[START Recorded data]

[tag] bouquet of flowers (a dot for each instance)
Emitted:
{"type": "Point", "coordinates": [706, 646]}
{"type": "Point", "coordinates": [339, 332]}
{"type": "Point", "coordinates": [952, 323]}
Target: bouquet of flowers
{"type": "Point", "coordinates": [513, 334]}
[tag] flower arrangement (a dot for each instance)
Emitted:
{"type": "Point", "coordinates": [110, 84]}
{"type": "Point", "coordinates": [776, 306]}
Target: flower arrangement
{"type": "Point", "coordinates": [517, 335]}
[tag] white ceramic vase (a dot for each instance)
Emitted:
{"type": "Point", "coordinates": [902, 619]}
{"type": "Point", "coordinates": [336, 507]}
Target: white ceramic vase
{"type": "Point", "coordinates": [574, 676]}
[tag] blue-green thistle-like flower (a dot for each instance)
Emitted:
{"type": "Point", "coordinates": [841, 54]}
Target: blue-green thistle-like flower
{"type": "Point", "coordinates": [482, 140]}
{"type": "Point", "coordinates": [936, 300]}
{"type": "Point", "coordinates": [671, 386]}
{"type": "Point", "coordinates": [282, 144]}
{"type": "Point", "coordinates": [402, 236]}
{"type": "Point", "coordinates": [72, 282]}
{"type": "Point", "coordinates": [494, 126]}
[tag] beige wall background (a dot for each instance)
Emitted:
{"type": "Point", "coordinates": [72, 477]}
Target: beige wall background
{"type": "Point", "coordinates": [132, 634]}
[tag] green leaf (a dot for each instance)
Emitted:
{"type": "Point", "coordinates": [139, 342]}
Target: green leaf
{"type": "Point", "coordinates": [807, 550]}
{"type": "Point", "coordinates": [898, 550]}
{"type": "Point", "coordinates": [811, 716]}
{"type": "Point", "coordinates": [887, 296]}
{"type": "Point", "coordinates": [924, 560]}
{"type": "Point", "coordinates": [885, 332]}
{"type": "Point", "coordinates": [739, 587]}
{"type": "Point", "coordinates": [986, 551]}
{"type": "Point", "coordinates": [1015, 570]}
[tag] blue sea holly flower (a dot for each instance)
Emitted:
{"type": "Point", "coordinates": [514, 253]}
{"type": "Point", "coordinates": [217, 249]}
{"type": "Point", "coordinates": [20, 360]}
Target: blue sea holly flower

[END Recorded data]

Problem description: Rewrite the data from the line with "[tag] blue-green thistle-like" up to and including the last line of the data, replacing every "Emitted" with "Predicted" and leaving everything else unchanged.

Answer to the problem:
[tag] blue-green thistle-like flower (a dot for each instance)
Predicted:
{"type": "Point", "coordinates": [841, 54]}
Target: blue-green thistle-like flower
{"type": "Point", "coordinates": [482, 140]}
{"type": "Point", "coordinates": [936, 300]}
{"type": "Point", "coordinates": [671, 386]}
{"type": "Point", "coordinates": [282, 144]}
{"type": "Point", "coordinates": [402, 236]}
{"type": "Point", "coordinates": [72, 282]}
{"type": "Point", "coordinates": [494, 126]}
[tag] beige wall background (a dot for each instance)
Predicted:
{"type": "Point", "coordinates": [72, 477]}
Target: beige wall background
{"type": "Point", "coordinates": [132, 634]}
[tag] green leaf (a dot for each instance)
Predicted:
{"type": "Point", "coordinates": [139, 342]}
Target: green leaf
{"type": "Point", "coordinates": [807, 550]}
{"type": "Point", "coordinates": [898, 550]}
{"type": "Point", "coordinates": [811, 716]}
{"type": "Point", "coordinates": [887, 296]}
{"type": "Point", "coordinates": [924, 560]}
{"type": "Point", "coordinates": [885, 332]}
{"type": "Point", "coordinates": [739, 587]}
{"type": "Point", "coordinates": [986, 551]}
{"type": "Point", "coordinates": [1015, 570]}
[tag] blue sea holly flower (a dot for each instance)
Predicted:
{"type": "Point", "coordinates": [514, 253]}
{"type": "Point", "coordinates": [217, 249]}
{"type": "Point", "coordinates": [20, 360]}
Target: blue sea holly flower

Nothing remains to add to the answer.